EXERCISE OBJECTIVE – Check every line of the data below for the word "blue". Copy the ones that have it.
━━━━━ INPUT DATA
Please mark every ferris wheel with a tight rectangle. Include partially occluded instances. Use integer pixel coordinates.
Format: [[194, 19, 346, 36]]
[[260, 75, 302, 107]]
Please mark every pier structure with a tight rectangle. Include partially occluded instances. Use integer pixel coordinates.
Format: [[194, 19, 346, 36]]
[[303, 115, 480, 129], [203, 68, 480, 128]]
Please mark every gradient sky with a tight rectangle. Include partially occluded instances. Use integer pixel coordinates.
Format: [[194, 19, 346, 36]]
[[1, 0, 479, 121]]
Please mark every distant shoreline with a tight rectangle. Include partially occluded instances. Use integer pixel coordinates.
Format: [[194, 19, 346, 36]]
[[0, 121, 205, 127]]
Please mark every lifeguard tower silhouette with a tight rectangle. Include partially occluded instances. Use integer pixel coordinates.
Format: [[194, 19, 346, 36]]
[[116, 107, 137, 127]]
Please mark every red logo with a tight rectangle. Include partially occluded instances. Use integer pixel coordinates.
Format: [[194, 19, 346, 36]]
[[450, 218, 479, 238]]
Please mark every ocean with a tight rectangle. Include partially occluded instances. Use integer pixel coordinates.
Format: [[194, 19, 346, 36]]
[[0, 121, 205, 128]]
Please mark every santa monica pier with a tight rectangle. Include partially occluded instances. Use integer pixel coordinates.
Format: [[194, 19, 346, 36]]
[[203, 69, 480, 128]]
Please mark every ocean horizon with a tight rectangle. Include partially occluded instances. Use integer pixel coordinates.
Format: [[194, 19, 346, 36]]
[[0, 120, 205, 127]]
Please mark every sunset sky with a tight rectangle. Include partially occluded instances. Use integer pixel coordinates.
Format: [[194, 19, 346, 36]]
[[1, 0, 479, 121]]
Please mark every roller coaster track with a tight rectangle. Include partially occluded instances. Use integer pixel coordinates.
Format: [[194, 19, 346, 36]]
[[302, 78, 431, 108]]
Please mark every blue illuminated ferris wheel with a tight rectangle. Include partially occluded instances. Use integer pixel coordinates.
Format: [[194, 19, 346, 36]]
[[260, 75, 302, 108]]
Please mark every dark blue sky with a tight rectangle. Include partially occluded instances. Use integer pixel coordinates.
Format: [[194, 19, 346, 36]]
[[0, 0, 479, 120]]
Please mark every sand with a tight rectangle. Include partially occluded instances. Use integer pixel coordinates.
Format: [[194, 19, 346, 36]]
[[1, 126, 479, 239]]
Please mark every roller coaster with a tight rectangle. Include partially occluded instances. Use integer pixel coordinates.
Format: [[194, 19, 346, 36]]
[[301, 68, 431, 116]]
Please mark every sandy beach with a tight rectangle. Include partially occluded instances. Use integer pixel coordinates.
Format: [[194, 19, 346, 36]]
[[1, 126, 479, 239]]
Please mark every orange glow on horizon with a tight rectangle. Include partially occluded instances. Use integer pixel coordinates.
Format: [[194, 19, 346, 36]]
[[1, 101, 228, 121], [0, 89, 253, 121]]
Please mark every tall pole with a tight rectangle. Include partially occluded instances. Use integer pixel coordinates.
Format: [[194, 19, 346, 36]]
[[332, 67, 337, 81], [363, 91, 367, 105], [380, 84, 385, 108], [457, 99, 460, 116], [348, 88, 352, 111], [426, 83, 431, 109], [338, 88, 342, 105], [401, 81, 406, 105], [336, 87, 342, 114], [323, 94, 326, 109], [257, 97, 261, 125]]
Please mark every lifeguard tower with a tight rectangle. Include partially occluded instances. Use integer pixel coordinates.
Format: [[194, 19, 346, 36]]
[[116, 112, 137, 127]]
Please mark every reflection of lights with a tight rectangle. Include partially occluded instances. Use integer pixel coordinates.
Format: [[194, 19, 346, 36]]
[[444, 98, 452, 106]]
━━━━━━━━━━
━━━━━ INPUT DATA
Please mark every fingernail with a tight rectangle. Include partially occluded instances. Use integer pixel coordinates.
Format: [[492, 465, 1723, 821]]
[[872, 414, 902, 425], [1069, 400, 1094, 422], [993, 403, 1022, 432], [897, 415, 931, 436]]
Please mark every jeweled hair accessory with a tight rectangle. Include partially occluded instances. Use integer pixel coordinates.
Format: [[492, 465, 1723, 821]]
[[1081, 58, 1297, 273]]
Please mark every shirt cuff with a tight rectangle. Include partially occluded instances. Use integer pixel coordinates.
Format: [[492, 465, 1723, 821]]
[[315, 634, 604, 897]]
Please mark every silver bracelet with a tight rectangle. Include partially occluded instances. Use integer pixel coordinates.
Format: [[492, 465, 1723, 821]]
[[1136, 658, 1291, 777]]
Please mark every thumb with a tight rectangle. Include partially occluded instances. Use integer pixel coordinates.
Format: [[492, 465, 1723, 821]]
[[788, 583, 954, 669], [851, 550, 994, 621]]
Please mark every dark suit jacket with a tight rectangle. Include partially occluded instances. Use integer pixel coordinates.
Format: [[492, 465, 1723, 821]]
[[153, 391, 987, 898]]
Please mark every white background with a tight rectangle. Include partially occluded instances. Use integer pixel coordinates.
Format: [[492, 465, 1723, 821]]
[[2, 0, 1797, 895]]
━━━━━━━━━━
OUTPUT BELOW –
Please mark every blue illuminated ferris wheel with a tight rectangle. Include partially occluded instances. Use integer pixel coordinates.
Please mark every dark blue sky with a tight rectangle. Include partially occluded instances. Use integer pixel coordinates.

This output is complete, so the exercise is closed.